PDD 31: HLL Compilers and Libraries

Abstract

This PDD describes the standard compiler API and support for cross-library communication between high-level languages (HLLs).

Description

Parrot's support for HLL interoperability is primarily focused on enabling programs written in one language to be able to use libraries and code written in a different language. At the same time, language implementors should not be overly restricted by a global specification.

This PDD describes an API for HLL compiler objects to use to promote library sharing among languages. It's intended to make it easy for a program to request loading of a local or foreign module, determine the capabilities provided by the module, and potentially import and integrate them into its own namespaces. In general, the API treats library-level interoperability as a negotiation among HLL compiler objects, with each HLL compiler maintaining primary control over the operations performed in its HLL space.

In particular, this HLL API does not attempt to prescribe how languages should organize their internal capabilities, objects, classes, namespaces, methods, data structures, and the like.

Implementation

Compiler API

This section describes the abstract API for HLL compiler objects.

Locating a compiler object

Generally HLL compilers are loaded via the load_language opcode, and register themselves using the compreg opcode. By convention, each HLL compiler should at minimum register itself using the name of its HLL namespace (see PDD 26), although a compiler can choose to register itself under other names as well.

Methods

compile
$P0 = compiler.'compile'(source [, options :named :slurpy])

Return the result of compiling source according to options. Common options include:

target

Stop the compilation process when the stage given by target has been reached. Common values for target include "parse", "past", "pir", and "pbc". The exact target types supported are dependent on the compiler itself and are not limited or standardized.

outer_ctx

Use the supplied context as the outer (lexical) context for the compilation. Some languages require this option to be able to look up lexical symbols in outer scopes when performing a dynamic compilation at runtime.

eval
$P0 = compiler.'eval'(source [, args :slurpy] [, options :named :slurpy])

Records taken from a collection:

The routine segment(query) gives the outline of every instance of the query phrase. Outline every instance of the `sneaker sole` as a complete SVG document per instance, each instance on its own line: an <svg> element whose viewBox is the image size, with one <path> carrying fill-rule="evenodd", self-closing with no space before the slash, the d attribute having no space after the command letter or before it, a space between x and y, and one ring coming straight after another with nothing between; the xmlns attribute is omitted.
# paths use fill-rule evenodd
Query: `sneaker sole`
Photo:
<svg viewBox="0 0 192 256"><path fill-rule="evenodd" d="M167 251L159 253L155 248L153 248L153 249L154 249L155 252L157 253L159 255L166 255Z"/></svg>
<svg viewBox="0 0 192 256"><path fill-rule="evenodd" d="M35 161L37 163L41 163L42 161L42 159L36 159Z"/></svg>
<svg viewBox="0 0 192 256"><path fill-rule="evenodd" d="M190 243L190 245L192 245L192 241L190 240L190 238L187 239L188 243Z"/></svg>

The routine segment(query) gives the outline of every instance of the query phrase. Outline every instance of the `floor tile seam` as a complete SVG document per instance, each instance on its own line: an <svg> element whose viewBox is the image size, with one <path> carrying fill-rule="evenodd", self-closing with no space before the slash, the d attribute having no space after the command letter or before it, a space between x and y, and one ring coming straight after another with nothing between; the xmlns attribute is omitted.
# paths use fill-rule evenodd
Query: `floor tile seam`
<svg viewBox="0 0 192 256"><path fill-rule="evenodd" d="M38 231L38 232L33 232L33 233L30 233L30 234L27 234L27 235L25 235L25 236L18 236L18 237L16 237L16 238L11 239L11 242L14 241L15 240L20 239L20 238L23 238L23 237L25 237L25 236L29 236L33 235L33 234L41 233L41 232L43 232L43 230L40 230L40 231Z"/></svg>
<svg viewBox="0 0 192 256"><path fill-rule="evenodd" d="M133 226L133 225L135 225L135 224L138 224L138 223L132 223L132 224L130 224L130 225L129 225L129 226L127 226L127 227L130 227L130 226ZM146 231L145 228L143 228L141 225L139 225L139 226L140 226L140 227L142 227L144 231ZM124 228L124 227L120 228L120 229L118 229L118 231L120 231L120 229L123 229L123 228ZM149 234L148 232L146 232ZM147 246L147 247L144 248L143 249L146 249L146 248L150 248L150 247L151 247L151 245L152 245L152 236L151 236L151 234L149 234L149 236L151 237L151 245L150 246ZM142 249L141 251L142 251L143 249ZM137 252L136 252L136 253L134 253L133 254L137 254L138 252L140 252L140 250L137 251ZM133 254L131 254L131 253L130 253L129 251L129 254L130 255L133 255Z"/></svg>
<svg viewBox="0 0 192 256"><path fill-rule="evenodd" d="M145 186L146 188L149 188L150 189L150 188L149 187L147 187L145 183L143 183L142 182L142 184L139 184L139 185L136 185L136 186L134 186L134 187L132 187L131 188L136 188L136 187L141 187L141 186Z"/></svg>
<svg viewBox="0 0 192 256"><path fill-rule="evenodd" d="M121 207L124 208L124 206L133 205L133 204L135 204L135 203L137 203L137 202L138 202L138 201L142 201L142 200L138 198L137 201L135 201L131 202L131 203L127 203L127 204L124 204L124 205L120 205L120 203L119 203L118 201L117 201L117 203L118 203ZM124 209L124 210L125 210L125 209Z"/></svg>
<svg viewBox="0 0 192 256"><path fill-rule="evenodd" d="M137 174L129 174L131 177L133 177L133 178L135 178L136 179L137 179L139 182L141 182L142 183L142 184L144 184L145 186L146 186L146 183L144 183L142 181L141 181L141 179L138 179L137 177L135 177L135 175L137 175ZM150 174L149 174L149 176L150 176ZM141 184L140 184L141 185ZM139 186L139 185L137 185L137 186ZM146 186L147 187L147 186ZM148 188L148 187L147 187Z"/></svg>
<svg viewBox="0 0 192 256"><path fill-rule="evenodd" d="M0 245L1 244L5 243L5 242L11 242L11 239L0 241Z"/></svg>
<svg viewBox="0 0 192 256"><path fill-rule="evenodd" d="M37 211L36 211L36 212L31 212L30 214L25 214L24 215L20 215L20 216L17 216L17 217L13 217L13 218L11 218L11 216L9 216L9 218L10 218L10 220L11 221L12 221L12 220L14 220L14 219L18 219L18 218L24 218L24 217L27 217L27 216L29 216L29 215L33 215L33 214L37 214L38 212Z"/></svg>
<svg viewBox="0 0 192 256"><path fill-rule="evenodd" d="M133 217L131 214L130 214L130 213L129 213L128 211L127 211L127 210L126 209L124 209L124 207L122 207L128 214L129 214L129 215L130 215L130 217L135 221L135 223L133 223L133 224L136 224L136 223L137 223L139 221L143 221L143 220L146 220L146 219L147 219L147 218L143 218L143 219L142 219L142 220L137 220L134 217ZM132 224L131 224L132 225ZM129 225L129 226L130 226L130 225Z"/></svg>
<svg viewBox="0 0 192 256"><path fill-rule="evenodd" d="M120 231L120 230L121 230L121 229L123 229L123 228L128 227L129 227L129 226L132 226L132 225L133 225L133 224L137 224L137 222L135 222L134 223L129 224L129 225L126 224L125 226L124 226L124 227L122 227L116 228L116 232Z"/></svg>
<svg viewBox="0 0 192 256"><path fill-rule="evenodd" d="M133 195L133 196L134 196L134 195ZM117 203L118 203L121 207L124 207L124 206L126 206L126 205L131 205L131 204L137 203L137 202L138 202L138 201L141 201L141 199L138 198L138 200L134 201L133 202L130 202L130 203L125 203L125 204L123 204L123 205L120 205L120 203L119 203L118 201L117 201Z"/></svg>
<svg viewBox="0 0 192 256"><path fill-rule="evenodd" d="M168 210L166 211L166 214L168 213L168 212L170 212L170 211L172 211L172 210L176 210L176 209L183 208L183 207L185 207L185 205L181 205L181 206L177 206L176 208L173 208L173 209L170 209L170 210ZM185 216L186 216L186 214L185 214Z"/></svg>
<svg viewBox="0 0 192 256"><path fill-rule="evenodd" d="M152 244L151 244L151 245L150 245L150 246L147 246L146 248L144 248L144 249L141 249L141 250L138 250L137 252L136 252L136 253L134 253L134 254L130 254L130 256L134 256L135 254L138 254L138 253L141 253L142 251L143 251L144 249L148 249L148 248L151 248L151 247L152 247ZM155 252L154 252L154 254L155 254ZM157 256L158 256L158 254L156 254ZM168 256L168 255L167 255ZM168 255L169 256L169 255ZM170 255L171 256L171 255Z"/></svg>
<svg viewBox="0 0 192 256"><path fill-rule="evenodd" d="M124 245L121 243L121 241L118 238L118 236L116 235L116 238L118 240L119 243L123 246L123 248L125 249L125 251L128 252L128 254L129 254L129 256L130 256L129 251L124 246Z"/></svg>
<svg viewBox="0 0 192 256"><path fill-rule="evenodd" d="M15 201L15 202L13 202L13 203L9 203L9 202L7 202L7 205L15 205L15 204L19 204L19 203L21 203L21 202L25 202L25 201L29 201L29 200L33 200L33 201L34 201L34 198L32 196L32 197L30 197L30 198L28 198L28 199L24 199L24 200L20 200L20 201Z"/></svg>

▸ **Problems to work on**
A. According to the document on HLL compilers and libraries, which opcode do HLL compilers use to register themselves?
B. Resume the document on HLL compilers and libraries at the point where it stops.
You will not need the material.

▸ **Solved tasks**
A. They register themselves using the compreg opcode.

B.
Compile and evaluate (execute) the code given by source with args and according to options. The available options are generally the same as for the compile method above; in particular, the outer_ctx option can be used to specify the outer lexical context for the evaluated source.

parse_name
$P0 = compiler.'parse_name'(name)

Parse the string name using the rules specific to compiler, and return an array of individual name elements.

For example, a Java compiler would turn 'a.b.c' to ['a','b','c'], while a Perl compiler would turn 'a::b::c' into the same result. Perl's sigil rules would likely turn '$a::b::c' into ['a','b','$c'].

load_module
module = compiler.'load_module'(name)

Locate and load the module given by name using the rules for libraries specific to compiler, and return a module handle for the module just loaded. The name argument is typically an array or a string to be processed as in parse_name above. In general the module handle returned should be considered opaque by the caller, but specific HLL compilers are allowed to specify the nature of the handle returned (e.g., a namespace for the loaded module, or a specific "handle" object).

get_module
module = compiler.'get_module'(name)

Similar to load_module above, this method returns a handle to an already-loaded module given by name.

get_exports
$P0 = compiler.'get_exports'(module [,name,name,...] [, 'tagset'=>tagset])

Requests the exported objects given by name and/or tagset for module within the given compiler. The module argument should be a module handle as obtained by load_module or get_module above.

A tagset argument provides an identifier that a compiler and/or module can use to supply their own lists of items to be exported. By convention, a tagset of "DEFAULT" refers to the default set of exported items for the module, while "ALL" returns all available exports. Compilers and modules are free to define their own custom tagsets beyond these.

Any name arguments supplied generally limit the export list to the tagset items corresponding to the supplied names (as determined by the compiler invocant). If names are provided without an explicit tagset, then "ALL" is assumed. If neither names nor a tagset are provided, then symbols from "DEFAULT" are returned.

The returned export list is a hash of hashes; each entry in the top level hash has a key identifying the type of exported object (one of 'namespace', 'sub', or 'var') and a value hash containing the corresponding exported symbol names and objects. This hash-of-hashes approach is intended to generally correspond to the "Typed Interface" section of PDD 21 ("Namespaces"), and allows the module's source HLL to indicate the type of exported object to the caller. The hash-of-hash approach also accommodates languages where a single name might be used to refer to several objects that differ in type. (This PDD explicitly rejects the notion that a HLL should be directly exporting or injecting symbols into a foreign HLL's namespaces.)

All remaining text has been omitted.